##### Extract #####

AA Edit | Odisha shooting shocker

The killing of Odisha's health and family welfare minister Naba Das on Sunday still comes as a shocker.

Update: 2023-01-30 19:13 GMT
Odisha Health Minister Naba Das died after being shot at. (Image credit: Twitter/@nabadasjsg)

In a country that has had its tragic share of assassinations, including the most heinous murder of the apostle of peace the nation remembered on January 30, the killing of Odisha’s health and family welfare minister Naba Das on Sunday still comes as a shocker. It is not often that an armed policeman becomes an assassin though there was a precedent in Mrs Indira Gandhi being gunned down by the very people who were detailed to protect her.

As a politician and a serving minister, the senior BJD leader may have been in the right place as he went to an inaugural event on a Sunday. It was his misfortune that a sub-inspector, said to have been facing a mental health issue as serious as bipolar disorder, as revealed by a doctor who had treated him in the past as well as recently, chose that occasion to use his gun on a human target because he was unhappy with something in his professional life.

##### Dataset content #####

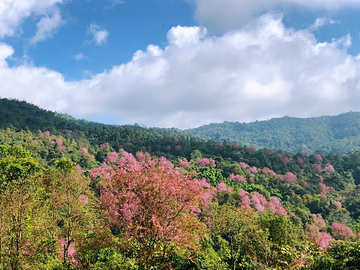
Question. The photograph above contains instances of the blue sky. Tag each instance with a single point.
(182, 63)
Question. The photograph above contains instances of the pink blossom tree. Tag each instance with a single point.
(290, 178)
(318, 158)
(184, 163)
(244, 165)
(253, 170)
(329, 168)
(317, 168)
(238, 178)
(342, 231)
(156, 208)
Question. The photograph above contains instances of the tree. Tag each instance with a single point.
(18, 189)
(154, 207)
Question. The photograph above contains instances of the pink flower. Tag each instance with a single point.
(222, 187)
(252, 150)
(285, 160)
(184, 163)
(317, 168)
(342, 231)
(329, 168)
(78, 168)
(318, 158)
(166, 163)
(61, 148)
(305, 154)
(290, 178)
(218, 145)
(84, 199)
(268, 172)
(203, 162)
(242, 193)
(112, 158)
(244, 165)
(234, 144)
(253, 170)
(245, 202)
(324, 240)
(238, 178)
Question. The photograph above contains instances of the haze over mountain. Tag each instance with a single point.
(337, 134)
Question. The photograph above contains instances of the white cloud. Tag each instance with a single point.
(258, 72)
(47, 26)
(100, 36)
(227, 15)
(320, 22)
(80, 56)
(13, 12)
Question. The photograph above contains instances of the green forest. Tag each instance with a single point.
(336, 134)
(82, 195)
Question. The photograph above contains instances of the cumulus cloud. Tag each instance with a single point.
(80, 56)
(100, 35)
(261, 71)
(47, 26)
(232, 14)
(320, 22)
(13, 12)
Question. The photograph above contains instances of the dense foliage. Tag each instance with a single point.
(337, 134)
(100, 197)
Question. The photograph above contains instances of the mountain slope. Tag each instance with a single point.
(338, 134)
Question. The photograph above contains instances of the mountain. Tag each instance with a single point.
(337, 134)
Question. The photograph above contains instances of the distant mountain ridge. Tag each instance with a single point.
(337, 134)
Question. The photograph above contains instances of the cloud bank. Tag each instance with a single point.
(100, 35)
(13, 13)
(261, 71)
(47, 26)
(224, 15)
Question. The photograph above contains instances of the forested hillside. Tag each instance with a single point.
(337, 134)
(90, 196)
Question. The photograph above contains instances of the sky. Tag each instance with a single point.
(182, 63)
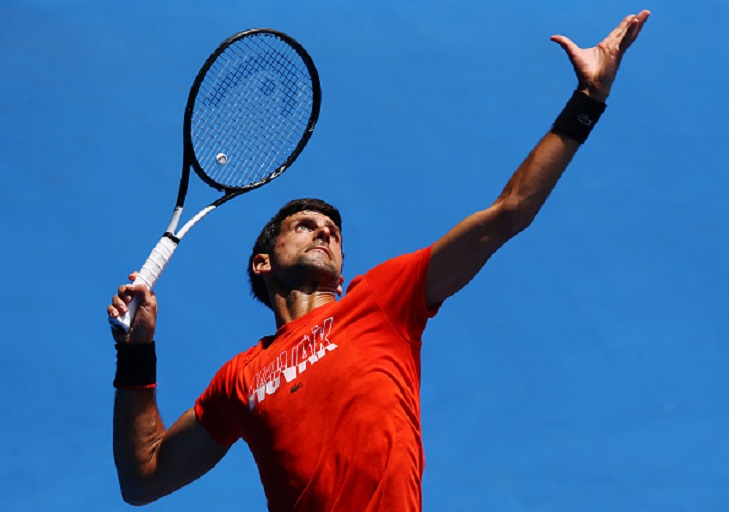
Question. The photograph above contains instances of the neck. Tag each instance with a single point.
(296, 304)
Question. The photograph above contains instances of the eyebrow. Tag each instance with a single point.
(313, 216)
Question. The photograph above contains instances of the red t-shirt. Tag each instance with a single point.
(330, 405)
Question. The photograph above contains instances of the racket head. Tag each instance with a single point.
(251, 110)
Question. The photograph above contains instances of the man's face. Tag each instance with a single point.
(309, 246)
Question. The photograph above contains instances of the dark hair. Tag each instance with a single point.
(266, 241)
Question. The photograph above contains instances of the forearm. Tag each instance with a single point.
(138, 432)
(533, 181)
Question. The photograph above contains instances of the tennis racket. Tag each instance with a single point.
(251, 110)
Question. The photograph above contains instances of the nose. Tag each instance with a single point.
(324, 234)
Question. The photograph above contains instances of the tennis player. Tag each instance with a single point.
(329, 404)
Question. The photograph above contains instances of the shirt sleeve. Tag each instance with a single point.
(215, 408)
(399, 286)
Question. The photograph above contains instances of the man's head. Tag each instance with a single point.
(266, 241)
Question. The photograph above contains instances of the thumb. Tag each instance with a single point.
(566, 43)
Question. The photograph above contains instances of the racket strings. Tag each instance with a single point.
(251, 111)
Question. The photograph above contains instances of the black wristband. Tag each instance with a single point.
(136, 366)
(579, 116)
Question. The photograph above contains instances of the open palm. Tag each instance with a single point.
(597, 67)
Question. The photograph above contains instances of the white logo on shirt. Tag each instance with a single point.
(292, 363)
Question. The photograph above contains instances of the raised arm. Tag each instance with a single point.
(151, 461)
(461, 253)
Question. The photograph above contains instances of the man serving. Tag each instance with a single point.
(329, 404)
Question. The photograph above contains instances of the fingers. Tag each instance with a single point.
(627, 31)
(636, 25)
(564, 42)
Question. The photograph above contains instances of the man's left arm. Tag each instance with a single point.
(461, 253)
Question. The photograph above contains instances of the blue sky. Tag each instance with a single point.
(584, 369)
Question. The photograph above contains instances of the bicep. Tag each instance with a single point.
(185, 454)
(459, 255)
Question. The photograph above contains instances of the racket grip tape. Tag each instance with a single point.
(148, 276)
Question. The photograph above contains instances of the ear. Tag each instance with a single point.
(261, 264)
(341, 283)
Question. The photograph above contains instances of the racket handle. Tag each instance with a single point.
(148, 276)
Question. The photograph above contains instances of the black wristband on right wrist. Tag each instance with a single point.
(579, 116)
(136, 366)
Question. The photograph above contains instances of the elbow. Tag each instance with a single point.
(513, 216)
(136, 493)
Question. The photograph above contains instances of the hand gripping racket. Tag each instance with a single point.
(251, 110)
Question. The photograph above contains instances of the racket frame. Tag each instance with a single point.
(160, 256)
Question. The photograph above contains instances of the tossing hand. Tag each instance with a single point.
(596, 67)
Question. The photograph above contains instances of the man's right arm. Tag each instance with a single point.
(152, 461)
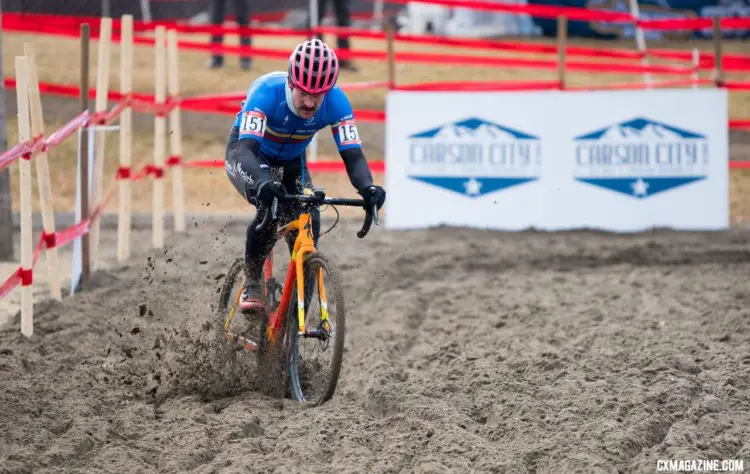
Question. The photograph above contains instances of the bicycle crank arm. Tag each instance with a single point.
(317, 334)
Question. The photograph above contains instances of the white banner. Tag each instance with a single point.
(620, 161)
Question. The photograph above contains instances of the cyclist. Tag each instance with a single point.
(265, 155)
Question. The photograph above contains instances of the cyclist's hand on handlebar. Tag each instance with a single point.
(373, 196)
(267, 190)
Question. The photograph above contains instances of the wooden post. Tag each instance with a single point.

#####

In the editorial on the Odisha shooting, change "policeman" to "police officer" and write out the passage from "In a country" up to and including "to protect her.".

## [Solution]
In a country that has had its tragic share of assassinations, including the most heinous murder of the apostle of peace the nation remembered on January 30, the killing of Odisha’s health and family welfare minister Naba Das on Sunday still comes as a shocker. It is not often that an armed police officer becomes an assassin though there was a precedent in Mrs Indira Gandhi being gunned down by the very people who were detailed to protect her.